*INSTRUCTIONS*
1. According to the emulator phase plan, what does Phase 3 (Structure Memory) depend on?
2. Continue the emulator phase plan from its last line, in the same format.

Dependencies: None (first phase)

Done when: ALU passes property-based tests for all v0 opcodes including signed comparison edge cases (0x7FFF vs 0x8000, overflow wrapping). or1-emu.AC2 criteria covered.

Phase 2: Processing Element Core#

Goal: PE with matching store, instruction fetch, and output formatter — testable in isolation.

Components:

• emu/pe.py — ProcessingElement class: matching store state, generation counters, process loop, stage methods (match, fetch, execute, emit)
• tests/test_pe.py — matching store invariants (hypothesis), output formatter mode tests (SimPy)
• tests/conftest.py — additional strategies: token_sequences(), PE fixtures with minimal IRAM

Dependencies: Phase 1 (ALU, types)

Done when: PE correctly processes monadic tokens (bypass matching), dyadic tokens (store partial, fire on complete), discards stale tokens (generation mismatch), and emits correct token count per output mode. or1-emu.AC1 criteria covered.

Phase 3: Structure Memory#

Goal: SM with I-structure semantics, depth-1 deferred read, and all v0 operations.

Components:

• emu/sm.py — StructureMemory class: cell state machine, deferred read register, process loop, operation dispatch
• tests/test_sm.py — presence state machine (hypothesis), deferred read stall (SimPy), atomic ops
• tests/conftest.py — additional strategies: sm_op_sequences()

Dependencies: Phase 1 (types)

Done when: SM handles all state transitions (EMPTY→FULL, EMPTY→WAITING→FULL with deferred satisfaction), enforces depth-1 deferred read constraint, and atomic ops work on lower 256 cells. or1-emu.AC3 criteria covered.

Phase 4: Network and Topology#

Goal: Route table wiring, System object, token routing, and backpressure.

Components:

• emu/network.py — build_topology(), System class with inject(), module accessors
• tests/test_network.py — routing correctness (token reaches right destination by type+ID), backpressure (PE stalls when output FIFO full)

Dependencies: Phase 2 (PE), Phase 3 (SM)

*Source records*
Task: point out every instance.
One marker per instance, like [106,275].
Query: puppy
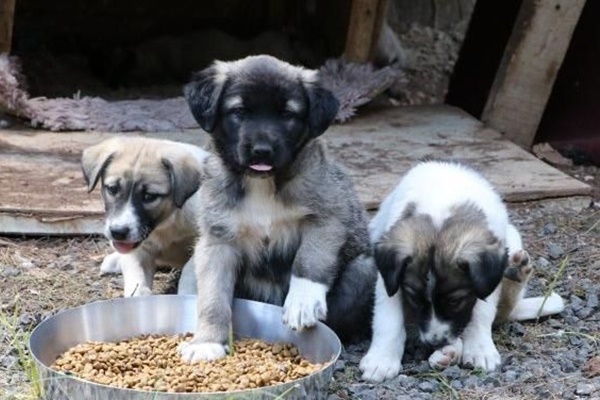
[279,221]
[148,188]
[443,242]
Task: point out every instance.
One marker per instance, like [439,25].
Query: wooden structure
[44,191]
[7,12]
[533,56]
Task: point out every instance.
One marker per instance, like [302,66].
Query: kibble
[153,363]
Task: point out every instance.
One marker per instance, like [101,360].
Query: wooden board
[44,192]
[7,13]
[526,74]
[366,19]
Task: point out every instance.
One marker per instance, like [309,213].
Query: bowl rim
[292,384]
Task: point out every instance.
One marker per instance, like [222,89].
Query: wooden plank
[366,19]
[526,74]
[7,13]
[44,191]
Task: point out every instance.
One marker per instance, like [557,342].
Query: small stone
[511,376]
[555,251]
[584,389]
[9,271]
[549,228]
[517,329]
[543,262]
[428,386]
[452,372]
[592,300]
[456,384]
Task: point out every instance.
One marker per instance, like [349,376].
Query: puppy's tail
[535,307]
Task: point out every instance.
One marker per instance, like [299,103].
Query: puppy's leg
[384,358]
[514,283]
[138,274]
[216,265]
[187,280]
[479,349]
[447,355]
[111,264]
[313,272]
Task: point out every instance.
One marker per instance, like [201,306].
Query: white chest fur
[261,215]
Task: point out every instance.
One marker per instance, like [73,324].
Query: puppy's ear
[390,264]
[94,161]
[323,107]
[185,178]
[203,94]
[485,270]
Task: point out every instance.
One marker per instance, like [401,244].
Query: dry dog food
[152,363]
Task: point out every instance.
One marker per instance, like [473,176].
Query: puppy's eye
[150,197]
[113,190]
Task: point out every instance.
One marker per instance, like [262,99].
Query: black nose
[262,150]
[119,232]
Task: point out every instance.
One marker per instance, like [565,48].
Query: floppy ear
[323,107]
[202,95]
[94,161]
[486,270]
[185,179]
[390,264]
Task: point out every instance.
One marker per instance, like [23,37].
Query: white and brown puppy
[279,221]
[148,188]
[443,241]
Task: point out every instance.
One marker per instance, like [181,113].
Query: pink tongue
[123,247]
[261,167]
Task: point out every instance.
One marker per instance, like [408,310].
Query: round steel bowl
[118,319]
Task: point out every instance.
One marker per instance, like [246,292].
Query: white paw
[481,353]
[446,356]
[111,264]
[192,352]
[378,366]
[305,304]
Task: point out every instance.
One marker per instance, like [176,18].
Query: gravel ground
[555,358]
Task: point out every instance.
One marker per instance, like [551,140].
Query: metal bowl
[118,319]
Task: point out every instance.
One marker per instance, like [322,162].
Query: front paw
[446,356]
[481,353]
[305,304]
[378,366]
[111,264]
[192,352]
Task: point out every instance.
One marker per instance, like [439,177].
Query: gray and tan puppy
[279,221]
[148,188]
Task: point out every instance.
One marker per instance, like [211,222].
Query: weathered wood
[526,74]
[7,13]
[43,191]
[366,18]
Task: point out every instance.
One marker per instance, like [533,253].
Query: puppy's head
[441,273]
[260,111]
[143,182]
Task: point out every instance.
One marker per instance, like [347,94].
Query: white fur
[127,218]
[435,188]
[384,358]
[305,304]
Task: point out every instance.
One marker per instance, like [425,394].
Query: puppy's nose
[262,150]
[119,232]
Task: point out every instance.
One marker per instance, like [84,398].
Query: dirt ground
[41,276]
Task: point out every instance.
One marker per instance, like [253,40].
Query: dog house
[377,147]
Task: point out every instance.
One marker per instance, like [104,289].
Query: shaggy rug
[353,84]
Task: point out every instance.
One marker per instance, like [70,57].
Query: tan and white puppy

==

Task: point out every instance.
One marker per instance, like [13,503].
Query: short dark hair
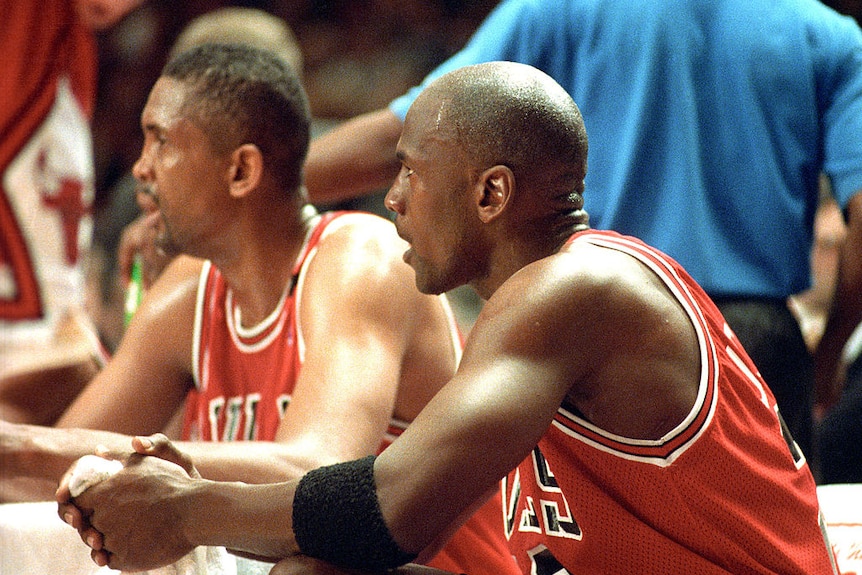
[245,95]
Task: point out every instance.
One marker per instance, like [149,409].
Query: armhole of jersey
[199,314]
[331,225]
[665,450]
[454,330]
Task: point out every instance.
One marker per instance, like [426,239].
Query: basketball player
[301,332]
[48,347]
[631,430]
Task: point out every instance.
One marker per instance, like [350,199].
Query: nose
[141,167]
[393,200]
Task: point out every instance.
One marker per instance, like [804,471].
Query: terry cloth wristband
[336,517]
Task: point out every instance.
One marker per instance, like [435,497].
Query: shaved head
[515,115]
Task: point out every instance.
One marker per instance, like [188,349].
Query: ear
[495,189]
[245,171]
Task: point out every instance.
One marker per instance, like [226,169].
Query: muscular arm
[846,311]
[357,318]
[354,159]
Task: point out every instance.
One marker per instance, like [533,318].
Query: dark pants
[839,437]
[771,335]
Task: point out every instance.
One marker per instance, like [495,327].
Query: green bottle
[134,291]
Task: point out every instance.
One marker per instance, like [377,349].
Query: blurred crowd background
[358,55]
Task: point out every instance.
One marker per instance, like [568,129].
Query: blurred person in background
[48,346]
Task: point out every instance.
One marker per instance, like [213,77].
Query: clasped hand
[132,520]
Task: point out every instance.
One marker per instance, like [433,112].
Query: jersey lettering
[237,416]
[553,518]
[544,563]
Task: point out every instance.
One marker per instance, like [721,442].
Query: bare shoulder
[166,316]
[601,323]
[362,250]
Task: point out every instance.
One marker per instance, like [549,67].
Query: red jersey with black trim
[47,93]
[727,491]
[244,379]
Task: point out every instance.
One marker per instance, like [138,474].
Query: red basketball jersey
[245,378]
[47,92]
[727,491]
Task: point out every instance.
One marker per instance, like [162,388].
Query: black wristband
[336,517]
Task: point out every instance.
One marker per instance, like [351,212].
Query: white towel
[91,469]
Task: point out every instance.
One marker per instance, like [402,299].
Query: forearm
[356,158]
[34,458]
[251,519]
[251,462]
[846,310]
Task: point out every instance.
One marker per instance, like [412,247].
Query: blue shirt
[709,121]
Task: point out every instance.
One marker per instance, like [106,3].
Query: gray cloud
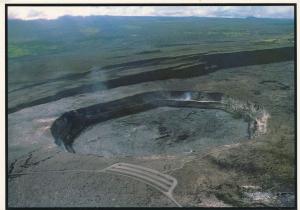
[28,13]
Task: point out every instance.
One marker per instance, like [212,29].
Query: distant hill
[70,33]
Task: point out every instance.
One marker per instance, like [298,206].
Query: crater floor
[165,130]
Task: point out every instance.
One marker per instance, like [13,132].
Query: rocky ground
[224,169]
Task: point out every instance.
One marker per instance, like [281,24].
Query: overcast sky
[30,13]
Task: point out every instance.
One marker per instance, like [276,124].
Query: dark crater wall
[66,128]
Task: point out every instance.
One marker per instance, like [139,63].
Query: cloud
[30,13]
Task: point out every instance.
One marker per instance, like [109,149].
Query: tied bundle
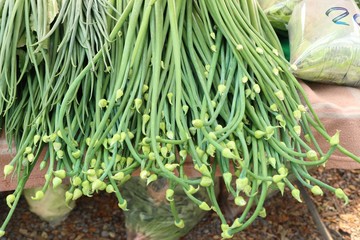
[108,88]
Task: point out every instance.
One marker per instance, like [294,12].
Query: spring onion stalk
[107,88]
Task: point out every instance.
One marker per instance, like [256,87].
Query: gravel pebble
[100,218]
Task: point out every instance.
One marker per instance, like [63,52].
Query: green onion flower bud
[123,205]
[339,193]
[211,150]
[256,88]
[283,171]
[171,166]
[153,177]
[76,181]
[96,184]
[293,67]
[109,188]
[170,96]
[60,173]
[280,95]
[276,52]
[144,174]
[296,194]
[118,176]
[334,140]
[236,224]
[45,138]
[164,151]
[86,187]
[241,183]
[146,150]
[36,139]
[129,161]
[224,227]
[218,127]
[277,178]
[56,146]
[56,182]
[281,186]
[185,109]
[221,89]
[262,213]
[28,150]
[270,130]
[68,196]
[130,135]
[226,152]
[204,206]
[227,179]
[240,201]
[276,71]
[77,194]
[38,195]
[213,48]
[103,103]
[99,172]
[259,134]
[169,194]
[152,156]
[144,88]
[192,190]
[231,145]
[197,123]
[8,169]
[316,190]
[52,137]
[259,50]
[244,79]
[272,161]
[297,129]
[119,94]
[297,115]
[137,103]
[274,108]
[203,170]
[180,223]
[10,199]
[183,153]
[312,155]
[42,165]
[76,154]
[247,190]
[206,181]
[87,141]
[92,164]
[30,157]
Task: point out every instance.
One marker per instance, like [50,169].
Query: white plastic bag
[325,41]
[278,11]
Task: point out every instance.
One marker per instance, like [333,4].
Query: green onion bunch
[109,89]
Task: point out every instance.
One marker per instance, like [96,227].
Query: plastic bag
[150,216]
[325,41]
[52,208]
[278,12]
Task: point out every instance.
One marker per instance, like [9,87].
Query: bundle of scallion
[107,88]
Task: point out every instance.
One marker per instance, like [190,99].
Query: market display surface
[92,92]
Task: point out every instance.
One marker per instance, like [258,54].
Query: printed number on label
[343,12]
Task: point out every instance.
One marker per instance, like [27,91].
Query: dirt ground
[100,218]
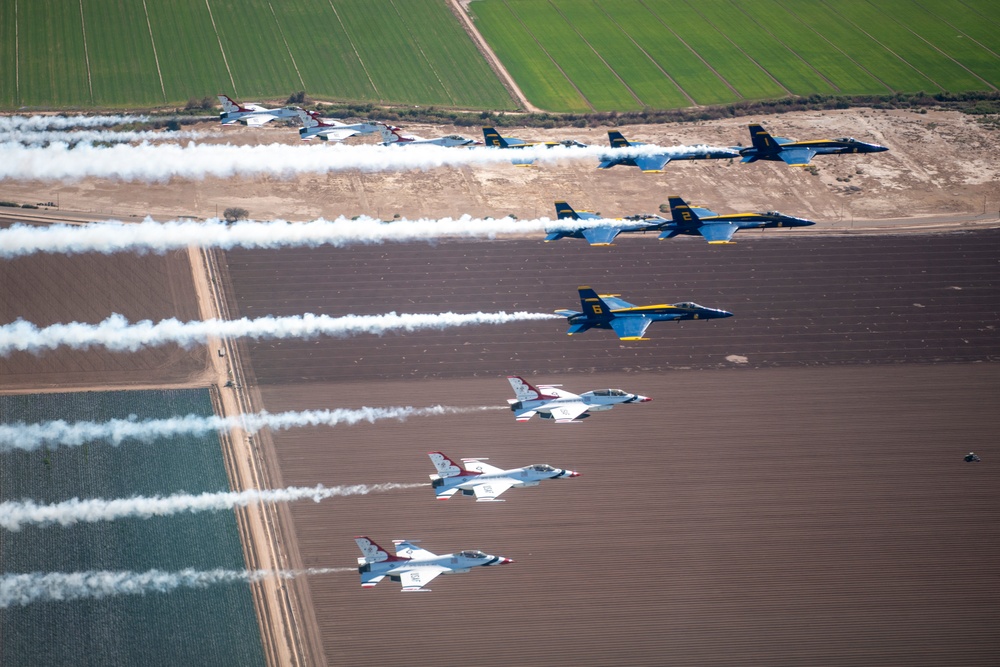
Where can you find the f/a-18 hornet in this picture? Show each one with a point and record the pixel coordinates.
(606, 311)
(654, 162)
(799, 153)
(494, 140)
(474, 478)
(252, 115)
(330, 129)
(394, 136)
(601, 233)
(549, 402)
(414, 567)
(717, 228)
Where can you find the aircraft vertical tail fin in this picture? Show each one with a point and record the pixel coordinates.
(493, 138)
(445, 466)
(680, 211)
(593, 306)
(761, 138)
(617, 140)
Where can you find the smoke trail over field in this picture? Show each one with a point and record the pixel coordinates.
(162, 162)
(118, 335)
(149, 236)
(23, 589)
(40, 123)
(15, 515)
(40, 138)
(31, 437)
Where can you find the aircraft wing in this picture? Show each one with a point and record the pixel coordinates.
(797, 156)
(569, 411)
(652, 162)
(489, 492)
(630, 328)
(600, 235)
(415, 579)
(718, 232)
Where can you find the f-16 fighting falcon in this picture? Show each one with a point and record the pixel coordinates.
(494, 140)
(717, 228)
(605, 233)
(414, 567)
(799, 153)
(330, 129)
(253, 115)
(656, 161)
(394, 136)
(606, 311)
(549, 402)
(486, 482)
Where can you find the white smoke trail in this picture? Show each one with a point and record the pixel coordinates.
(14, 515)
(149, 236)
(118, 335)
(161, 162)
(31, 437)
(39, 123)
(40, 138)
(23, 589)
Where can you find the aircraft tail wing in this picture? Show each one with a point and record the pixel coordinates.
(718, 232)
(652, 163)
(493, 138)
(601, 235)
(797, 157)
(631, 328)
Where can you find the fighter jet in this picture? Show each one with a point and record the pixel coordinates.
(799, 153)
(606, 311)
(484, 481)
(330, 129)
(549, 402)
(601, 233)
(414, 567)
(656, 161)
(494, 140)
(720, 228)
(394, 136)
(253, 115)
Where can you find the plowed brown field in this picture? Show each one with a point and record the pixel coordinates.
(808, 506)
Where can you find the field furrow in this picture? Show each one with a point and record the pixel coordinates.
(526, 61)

*REPLIES*
1. Phase 1 (types).

2.
Done when: Tokens route correctly by type and destination ID. Backpressure propagates: filling a destination Store causes the sending PE to block on put(). or1-emu.AC4 criteria covered.

Phase 5: Direct Initialization API#

Goal: Python-native setup of IRAM, SM contents, and routes without CfgTokens.

Components:

• Initialization helpers in emu/network.py or emu/__init__.py — accept PEConfig/SMConfig dicts, populate IRAM and SM cells at construction time
• tests/test_integration.py — initialization smoke tests: create system, verify IRAM and SM state match config

Dependencies: Phase 4 (network/System)

Done when: A System can be constructed from Python config objects with pre-populated IRAM and SM state, ready to accept seed tokens. or1-emu.AC5 criteria covered.

Phase 6: End-to-End Integration#

Goal: Run a small hand-constructed program across 1-2 PEs and verify results.

Components:

• tests/test_integration.py — multi-PE programs: PE0 CONST feeds PE1 ADD, SM round-trip (PE writes, PE reads), fan-out via DUAL mode, conditional routing via SWITCH
• Stretch: CfgToken abstract mutation test (load IRAM via token injection)

Dependencies: Phase 5 (initialization API)

Done when: A hand-constructed program executes end-to-end across 2 PEs with correct token flow, matching, execution, and output routing. SM read/write round-trip produces correct data. or1-emu.AC6 criteria covered.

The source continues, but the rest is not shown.